▶ [Given instruction] Can you copy the rows below word for word, starting with the line that contains "Coaching analytics dashboard: we need every out-of-focus" and going on through the line that contains "[51,8,101,63]"? Include both of those lines and nothing more.

──────

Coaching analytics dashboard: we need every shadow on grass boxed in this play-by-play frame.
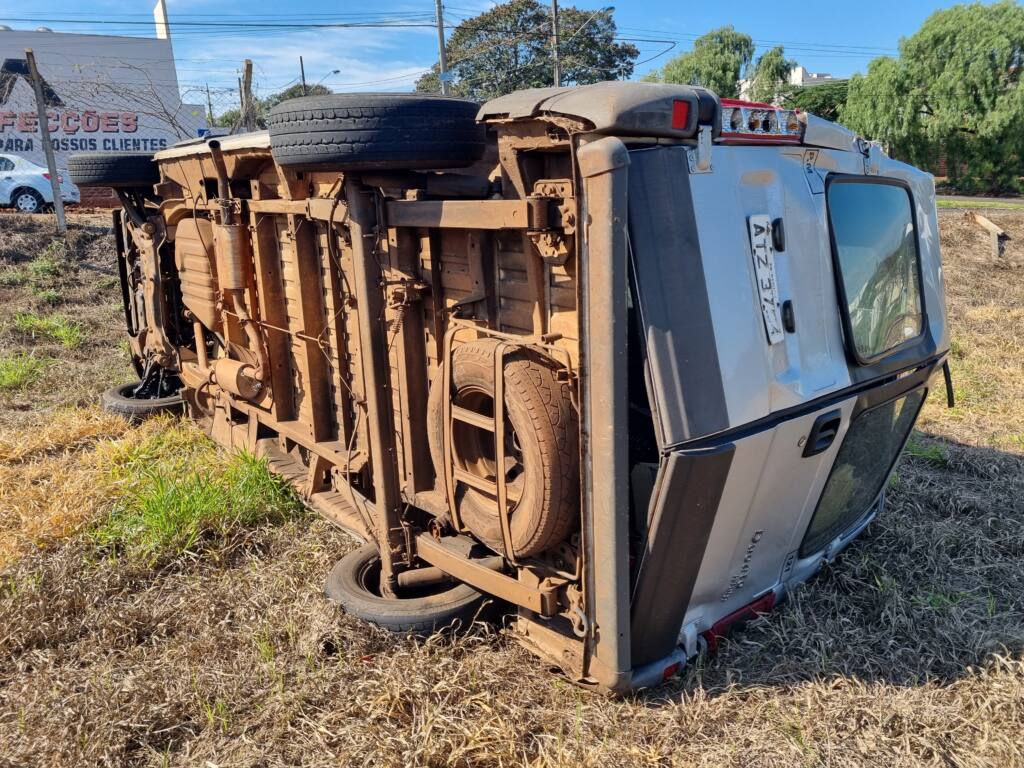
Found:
[641,433,1024,706]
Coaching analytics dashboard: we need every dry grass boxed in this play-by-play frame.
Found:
[0,214,134,434]
[0,215,1024,767]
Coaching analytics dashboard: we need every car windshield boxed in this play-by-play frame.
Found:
[828,179,923,361]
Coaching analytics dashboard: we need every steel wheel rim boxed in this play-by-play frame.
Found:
[14,193,39,213]
[452,386,526,511]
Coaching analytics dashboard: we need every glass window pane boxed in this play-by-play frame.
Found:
[828,181,923,360]
[800,389,925,557]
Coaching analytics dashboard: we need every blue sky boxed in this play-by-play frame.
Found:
[0,0,974,102]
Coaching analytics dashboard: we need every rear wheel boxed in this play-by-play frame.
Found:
[326,544,483,635]
[267,93,484,171]
[68,152,160,188]
[10,188,45,213]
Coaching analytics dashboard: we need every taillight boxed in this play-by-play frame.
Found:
[721,98,804,143]
[703,592,775,650]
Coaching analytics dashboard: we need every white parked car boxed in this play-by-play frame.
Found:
[0,155,82,213]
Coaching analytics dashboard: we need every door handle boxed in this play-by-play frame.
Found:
[804,411,843,458]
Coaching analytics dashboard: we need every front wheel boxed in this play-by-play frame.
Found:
[99,382,184,424]
[325,544,483,635]
[11,189,45,213]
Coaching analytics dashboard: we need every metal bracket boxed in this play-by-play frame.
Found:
[686,125,712,173]
[864,141,883,176]
[526,179,577,266]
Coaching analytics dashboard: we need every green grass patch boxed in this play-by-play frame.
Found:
[91,425,302,564]
[935,200,1024,211]
[906,432,949,467]
[0,268,28,288]
[0,352,50,391]
[14,312,85,349]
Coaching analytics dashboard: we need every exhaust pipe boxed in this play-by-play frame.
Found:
[206,139,269,391]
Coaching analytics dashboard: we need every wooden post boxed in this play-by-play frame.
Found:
[25,48,68,237]
[242,58,256,131]
[967,211,1009,259]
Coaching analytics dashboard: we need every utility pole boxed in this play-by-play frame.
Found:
[551,0,562,88]
[206,83,213,128]
[25,48,68,237]
[434,0,449,96]
[242,58,256,131]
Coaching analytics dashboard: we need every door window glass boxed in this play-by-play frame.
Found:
[828,179,923,364]
[800,389,925,557]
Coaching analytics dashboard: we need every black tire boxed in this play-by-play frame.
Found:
[325,544,484,635]
[427,339,580,557]
[68,152,160,187]
[267,93,484,171]
[99,382,184,424]
[10,186,46,213]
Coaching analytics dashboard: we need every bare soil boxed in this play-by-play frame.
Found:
[0,211,1024,767]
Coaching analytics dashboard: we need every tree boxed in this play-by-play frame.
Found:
[841,0,1024,193]
[778,80,850,121]
[214,83,334,131]
[644,26,754,98]
[416,0,640,101]
[260,83,334,112]
[748,45,797,103]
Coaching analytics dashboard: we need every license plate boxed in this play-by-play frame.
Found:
[748,213,785,344]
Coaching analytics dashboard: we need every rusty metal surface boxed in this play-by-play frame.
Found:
[129,115,592,692]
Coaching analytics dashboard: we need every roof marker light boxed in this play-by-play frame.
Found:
[719,98,804,143]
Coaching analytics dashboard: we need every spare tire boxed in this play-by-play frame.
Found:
[325,544,483,635]
[267,93,484,171]
[427,339,580,557]
[68,152,160,187]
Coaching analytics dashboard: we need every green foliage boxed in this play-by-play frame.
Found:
[213,83,334,129]
[91,425,301,564]
[778,80,850,122]
[748,45,797,103]
[0,352,51,391]
[14,312,85,349]
[416,0,640,101]
[906,430,949,467]
[644,26,754,98]
[842,0,1024,193]
[29,251,60,281]
[0,268,27,288]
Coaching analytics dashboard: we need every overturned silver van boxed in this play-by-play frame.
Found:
[72,83,949,691]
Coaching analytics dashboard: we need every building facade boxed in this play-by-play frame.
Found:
[0,24,207,177]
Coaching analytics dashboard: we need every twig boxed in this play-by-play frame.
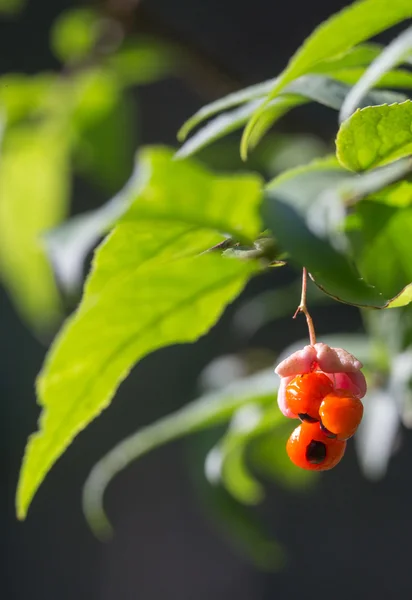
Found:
[293,267,316,346]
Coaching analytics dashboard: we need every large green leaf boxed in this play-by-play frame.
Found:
[83,371,277,536]
[17,149,261,518]
[241,0,412,159]
[264,159,412,308]
[0,123,70,329]
[177,44,381,142]
[340,27,412,121]
[177,78,402,157]
[336,100,412,171]
[176,95,308,158]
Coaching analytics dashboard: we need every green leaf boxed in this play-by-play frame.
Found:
[0,73,56,126]
[0,122,70,330]
[176,95,307,158]
[83,371,277,537]
[176,75,405,158]
[264,159,412,308]
[0,0,26,15]
[340,27,412,121]
[355,200,412,298]
[17,149,261,518]
[248,420,323,490]
[51,8,103,63]
[206,398,283,504]
[336,100,412,171]
[241,0,412,159]
[76,89,137,194]
[44,187,131,294]
[105,36,180,87]
[177,44,381,142]
[330,67,412,89]
[187,431,285,571]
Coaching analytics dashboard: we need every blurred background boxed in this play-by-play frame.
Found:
[0,0,412,600]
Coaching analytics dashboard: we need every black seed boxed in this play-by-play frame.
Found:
[298,413,318,423]
[320,421,338,440]
[306,440,326,465]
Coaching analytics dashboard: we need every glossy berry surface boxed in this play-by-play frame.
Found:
[285,371,333,421]
[319,390,363,440]
[286,423,346,471]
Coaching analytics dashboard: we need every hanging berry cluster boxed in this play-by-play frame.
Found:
[276,343,366,471]
[275,269,366,471]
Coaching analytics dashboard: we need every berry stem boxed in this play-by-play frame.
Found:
[293,267,316,346]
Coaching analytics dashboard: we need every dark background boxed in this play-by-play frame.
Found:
[0,0,412,600]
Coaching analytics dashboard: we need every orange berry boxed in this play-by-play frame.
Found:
[285,371,333,421]
[319,390,363,440]
[286,423,346,471]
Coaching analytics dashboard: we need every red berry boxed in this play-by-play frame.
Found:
[285,371,333,421]
[286,423,346,471]
[319,390,363,440]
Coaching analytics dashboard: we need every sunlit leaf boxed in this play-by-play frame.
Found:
[17,149,261,518]
[83,370,277,536]
[187,431,285,571]
[355,200,412,298]
[241,0,412,159]
[0,123,70,330]
[176,95,307,158]
[176,75,405,157]
[336,100,412,171]
[340,27,412,121]
[177,44,381,142]
[51,8,102,63]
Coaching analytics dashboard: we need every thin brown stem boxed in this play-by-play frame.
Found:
[293,267,316,346]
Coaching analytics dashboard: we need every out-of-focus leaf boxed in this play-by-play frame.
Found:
[83,371,276,536]
[355,390,399,481]
[241,0,412,159]
[176,95,307,158]
[177,44,381,142]
[339,27,412,121]
[17,148,261,518]
[44,187,130,294]
[336,100,412,171]
[51,8,101,63]
[333,67,412,89]
[263,198,387,308]
[77,94,137,193]
[0,123,70,330]
[186,430,285,571]
[69,68,122,128]
[205,404,283,504]
[0,73,56,126]
[106,37,180,87]
[0,0,27,15]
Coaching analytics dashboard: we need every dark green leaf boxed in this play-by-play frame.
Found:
[340,27,412,121]
[336,100,412,171]
[241,0,412,159]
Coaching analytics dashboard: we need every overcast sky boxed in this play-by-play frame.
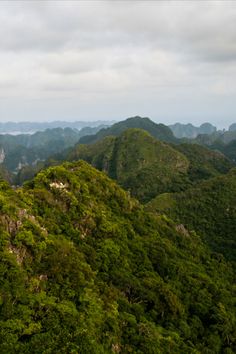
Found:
[0,0,236,127]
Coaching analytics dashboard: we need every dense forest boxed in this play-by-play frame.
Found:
[0,117,236,354]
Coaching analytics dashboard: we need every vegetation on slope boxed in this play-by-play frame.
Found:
[0,161,236,354]
[67,129,233,202]
[147,169,236,261]
[66,129,189,202]
[79,116,178,144]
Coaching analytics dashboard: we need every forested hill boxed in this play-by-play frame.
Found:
[64,129,234,202]
[0,126,105,173]
[79,116,178,144]
[0,161,236,354]
[147,169,236,261]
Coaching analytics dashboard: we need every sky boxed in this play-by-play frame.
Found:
[0,0,236,128]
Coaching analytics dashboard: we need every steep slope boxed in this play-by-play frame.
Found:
[147,169,236,261]
[66,129,189,202]
[79,116,177,144]
[173,144,234,181]
[0,126,105,173]
[169,123,216,139]
[67,129,233,202]
[0,161,235,354]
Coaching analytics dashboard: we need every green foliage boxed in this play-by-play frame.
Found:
[147,169,236,261]
[79,116,178,144]
[0,162,236,354]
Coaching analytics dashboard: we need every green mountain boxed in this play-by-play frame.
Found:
[174,144,234,181]
[79,116,177,144]
[147,169,236,261]
[169,123,216,139]
[64,129,233,202]
[0,161,236,354]
[0,126,105,173]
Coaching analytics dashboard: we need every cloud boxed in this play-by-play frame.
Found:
[0,0,236,124]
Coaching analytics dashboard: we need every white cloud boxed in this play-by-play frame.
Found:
[0,0,236,125]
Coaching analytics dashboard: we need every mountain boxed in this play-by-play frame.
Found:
[0,121,114,135]
[147,169,236,261]
[0,161,236,354]
[0,126,106,173]
[173,143,234,182]
[79,116,177,144]
[229,123,236,131]
[66,129,188,202]
[169,123,216,139]
[64,129,233,202]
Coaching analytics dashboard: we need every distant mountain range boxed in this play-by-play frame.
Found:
[169,123,217,139]
[0,117,236,354]
[0,121,114,134]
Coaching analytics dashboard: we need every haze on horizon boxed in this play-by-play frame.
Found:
[0,0,236,128]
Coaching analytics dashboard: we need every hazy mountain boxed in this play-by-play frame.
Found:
[64,129,233,202]
[169,123,216,139]
[0,126,106,172]
[80,116,177,144]
[0,121,114,135]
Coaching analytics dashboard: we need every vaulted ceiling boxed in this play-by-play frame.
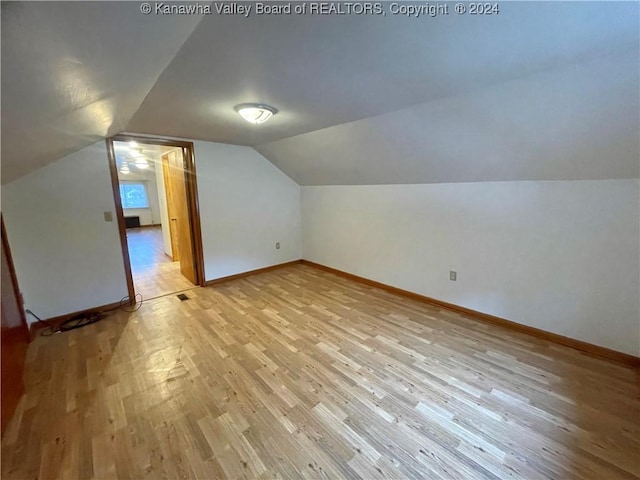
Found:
[1,2,640,185]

──────

▶ [Completed task]
Coaching analytics dashboard: we need every out-of-focus leaf boxed in this play-by-play frame.
Found:
[83,371,276,536]
[355,390,399,481]
[241,0,412,159]
[176,95,307,158]
[177,44,381,142]
[339,27,412,121]
[17,148,261,518]
[44,187,130,294]
[336,100,412,171]
[51,8,101,63]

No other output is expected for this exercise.